======== PASSAGE SHOWN
Desultory Discourse of a Spasmodic Spaz-Matron… Who happens to be a mom…

Birthing Layla

179533_10150953542911892_1924042025_nI originally wrote this months and months ago, shortly after my nipples stopped bleeding and Layla settled into the rhythm that I’m sure ultimately saved her life (from sleep deprived ME).

I hesitated. I have been asked by a lot of people why I chose to birth Layla in the way that I chose, all the way from the earth crunchy hippies who asked WHY would I NOT birth at HOME(?!?!?!!!) to the “old style” raised friends of mine who called me nuts for wanting a drug free labor and even accused me of “trying to be a hero”… right, because I don’t have enough on my plate already with this unplanned SECOND pregnancy and the mountain of medical debt it ensued. No, let me add “IMPRESSING YOU” to the list. *dramaticeyeroll*.

So be warned, this is a birth story. And it is long winded (as birth stories are). So for the squeamish or currently pregnant and scared shitless, you are warned.

Birthing Layla…
A little backstory… I delivered my son at 18 yrs old. Barely. I went through my pregnancy with the same concerns that present themselves to every expecting mother and THEN some. I was also ashamed and felt like I had something to prove. Both  feelings stayed with me for YEARS after this experience (and I still struggle with them from time to time).
================
======== SOURCE DATA
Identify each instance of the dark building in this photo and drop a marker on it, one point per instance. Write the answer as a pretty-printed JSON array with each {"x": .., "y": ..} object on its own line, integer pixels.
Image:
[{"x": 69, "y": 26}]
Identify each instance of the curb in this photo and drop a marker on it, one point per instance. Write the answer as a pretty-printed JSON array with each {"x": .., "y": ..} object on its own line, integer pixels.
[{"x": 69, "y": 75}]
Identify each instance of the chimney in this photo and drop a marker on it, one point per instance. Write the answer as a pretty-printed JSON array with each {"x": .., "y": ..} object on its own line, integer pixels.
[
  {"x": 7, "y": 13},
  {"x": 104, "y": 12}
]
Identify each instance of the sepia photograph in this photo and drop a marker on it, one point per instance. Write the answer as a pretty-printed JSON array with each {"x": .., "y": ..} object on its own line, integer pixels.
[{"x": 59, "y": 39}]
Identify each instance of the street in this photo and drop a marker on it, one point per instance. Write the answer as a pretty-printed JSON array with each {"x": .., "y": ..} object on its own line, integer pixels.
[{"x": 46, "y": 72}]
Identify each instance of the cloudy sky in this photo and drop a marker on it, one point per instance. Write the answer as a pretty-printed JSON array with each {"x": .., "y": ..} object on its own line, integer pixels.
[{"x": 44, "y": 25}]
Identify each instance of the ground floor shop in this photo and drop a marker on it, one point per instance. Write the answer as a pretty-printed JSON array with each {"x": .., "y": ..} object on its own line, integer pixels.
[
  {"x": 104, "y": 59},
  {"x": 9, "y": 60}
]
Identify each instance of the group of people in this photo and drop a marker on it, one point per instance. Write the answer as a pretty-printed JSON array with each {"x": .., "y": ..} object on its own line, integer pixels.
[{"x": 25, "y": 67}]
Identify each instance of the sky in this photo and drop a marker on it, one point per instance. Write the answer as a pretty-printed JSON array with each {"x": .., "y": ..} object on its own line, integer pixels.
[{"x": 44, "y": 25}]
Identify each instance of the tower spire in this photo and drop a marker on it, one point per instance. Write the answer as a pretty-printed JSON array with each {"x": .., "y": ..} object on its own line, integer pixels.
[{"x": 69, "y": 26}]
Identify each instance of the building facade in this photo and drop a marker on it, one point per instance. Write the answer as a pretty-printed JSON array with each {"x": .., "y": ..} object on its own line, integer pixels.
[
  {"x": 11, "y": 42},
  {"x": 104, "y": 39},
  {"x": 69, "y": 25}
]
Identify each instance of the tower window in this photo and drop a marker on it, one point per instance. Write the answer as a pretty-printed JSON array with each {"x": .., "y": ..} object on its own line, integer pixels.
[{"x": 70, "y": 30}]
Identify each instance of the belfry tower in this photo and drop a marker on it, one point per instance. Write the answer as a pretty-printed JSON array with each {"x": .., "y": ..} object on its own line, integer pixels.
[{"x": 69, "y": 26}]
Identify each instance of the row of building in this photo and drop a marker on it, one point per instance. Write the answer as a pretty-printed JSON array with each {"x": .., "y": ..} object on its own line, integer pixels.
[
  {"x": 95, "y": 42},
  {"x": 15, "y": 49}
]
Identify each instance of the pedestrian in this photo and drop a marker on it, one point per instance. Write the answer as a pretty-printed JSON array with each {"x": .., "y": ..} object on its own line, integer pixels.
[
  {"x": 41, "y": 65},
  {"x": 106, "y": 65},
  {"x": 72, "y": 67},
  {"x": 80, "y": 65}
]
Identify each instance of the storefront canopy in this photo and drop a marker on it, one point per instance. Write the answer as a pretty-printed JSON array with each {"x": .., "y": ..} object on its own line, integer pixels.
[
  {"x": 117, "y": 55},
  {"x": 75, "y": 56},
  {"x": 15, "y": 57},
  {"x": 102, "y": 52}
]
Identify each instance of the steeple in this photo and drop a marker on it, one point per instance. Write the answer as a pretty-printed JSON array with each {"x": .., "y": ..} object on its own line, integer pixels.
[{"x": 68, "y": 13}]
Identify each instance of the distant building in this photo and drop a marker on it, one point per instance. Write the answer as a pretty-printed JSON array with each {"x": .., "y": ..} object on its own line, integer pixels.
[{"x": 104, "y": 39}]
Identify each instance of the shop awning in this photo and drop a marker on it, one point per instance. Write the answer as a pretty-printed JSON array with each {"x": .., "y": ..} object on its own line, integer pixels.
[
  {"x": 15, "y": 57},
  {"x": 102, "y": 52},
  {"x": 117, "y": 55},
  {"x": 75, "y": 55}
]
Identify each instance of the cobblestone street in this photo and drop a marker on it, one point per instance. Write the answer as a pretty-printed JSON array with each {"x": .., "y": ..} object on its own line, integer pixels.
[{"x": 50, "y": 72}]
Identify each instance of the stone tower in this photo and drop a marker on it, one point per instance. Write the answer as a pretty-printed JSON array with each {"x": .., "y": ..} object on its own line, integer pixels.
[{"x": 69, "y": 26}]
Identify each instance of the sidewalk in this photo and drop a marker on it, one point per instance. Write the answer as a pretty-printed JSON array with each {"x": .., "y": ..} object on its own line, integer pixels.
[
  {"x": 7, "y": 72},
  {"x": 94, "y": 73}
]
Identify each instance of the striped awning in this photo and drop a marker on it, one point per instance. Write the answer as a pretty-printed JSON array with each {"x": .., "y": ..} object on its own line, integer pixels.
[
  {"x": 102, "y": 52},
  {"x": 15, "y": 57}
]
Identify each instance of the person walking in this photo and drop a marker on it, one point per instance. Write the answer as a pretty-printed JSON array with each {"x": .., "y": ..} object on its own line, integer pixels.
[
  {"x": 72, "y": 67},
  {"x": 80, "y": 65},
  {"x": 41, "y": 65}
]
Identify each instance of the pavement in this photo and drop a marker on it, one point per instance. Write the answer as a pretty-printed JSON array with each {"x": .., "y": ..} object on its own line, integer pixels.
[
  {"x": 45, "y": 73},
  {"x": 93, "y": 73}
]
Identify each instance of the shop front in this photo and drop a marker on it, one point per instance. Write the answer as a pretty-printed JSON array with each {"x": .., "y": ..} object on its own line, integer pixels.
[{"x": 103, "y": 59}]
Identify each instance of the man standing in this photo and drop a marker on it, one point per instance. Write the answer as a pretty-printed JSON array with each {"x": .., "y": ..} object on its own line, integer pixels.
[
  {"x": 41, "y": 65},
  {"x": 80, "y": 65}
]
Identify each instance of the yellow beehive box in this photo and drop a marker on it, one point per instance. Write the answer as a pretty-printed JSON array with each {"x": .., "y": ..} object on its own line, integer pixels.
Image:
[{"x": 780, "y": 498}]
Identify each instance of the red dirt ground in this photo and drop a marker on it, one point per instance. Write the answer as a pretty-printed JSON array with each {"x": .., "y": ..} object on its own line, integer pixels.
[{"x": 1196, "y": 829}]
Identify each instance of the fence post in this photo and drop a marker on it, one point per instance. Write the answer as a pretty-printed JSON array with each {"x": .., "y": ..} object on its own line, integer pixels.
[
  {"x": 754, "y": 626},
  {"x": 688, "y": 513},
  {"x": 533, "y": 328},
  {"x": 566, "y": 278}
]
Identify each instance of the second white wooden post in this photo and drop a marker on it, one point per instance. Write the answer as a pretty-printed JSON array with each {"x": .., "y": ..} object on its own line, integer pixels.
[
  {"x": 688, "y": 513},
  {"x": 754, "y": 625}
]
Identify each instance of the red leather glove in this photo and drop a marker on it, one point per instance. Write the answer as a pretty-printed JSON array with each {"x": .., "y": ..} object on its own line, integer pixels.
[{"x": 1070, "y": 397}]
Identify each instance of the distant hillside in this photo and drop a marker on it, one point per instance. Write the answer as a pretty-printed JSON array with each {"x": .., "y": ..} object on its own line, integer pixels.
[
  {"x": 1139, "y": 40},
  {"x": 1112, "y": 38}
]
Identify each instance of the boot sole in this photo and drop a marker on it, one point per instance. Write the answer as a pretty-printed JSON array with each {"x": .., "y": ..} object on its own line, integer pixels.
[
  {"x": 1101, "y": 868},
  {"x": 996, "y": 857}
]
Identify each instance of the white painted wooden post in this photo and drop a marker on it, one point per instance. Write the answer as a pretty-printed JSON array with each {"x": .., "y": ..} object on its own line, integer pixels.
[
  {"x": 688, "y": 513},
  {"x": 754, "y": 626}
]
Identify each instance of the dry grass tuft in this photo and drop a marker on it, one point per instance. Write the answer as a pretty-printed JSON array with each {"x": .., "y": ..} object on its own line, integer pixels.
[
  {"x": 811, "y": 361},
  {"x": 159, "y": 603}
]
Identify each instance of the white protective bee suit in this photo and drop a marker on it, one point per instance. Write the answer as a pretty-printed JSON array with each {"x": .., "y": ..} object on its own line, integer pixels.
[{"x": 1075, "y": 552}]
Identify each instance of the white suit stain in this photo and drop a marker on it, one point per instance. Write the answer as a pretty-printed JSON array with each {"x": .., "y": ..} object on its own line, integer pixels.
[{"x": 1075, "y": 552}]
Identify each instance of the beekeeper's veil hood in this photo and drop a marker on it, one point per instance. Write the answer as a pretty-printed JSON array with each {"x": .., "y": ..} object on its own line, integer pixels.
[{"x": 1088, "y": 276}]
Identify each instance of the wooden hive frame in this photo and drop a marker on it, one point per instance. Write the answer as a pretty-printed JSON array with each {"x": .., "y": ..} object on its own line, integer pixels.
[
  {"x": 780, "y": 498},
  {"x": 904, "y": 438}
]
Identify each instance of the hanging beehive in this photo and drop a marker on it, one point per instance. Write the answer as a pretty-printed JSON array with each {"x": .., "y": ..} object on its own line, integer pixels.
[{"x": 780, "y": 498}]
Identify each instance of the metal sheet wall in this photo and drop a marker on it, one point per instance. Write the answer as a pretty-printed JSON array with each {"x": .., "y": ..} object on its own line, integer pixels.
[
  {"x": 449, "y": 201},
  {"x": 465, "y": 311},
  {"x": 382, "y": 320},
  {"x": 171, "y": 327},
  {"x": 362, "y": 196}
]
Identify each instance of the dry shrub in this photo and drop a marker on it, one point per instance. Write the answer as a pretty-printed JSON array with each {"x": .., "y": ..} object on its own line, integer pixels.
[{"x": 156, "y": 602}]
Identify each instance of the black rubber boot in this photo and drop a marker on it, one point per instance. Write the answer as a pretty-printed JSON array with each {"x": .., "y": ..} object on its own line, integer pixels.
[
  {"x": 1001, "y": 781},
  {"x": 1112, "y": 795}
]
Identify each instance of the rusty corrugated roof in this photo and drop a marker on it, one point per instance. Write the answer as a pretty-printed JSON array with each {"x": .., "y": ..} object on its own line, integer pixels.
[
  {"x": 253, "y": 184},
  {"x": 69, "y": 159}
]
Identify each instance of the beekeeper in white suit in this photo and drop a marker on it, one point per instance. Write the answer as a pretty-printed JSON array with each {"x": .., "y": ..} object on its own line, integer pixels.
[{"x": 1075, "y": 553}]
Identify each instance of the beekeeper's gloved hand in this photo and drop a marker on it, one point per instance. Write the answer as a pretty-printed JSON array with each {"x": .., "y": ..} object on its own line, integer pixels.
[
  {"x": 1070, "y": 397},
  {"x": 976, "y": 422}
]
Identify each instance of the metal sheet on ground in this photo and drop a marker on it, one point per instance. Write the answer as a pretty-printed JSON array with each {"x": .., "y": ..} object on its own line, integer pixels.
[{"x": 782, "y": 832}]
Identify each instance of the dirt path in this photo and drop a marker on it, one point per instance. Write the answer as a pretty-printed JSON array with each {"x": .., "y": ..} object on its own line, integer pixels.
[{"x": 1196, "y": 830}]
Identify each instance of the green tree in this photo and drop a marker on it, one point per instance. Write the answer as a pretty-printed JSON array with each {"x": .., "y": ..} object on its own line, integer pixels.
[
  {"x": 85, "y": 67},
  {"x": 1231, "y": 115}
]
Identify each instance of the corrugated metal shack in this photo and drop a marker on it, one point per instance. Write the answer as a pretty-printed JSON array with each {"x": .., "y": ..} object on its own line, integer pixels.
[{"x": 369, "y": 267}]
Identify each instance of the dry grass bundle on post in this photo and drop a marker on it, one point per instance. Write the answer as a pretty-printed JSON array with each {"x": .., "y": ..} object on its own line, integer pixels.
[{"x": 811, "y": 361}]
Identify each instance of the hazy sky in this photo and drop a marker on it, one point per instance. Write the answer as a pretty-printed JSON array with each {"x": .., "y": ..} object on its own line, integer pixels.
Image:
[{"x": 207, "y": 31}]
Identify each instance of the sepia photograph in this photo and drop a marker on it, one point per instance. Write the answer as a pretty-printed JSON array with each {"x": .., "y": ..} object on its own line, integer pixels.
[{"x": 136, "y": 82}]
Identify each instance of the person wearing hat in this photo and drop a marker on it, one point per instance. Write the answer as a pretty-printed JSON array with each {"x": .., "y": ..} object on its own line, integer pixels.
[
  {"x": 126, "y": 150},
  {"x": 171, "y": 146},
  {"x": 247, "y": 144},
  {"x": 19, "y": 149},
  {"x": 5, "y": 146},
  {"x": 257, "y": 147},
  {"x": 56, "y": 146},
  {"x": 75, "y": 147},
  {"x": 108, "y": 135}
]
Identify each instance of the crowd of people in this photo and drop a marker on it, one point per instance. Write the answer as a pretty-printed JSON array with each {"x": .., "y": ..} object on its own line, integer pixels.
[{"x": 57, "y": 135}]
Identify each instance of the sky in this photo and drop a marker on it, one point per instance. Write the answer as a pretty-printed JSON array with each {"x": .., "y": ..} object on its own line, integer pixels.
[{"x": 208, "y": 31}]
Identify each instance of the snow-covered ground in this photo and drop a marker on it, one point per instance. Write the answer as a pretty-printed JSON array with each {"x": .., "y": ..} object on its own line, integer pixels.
================
Please copy the birth story between "So be warned, this" and "time to time).", inclusive.

## RESPONSE AREA
So be warned, this is a birth story. And it is long winded (as birth stories are). So for the squeamish or currently pregnant and scared shitless, you are warned.

Birthing Layla…
A little backstory… I delivered my son at 18 yrs old. Barely. I went through my pregnancy with the same concerns that present themselves to every expecting mother and THEN some. I was also ashamed and felt like I had something to prove. Both  feelings stayed with me for YEARS after this experience (and I still struggle with them from time to time).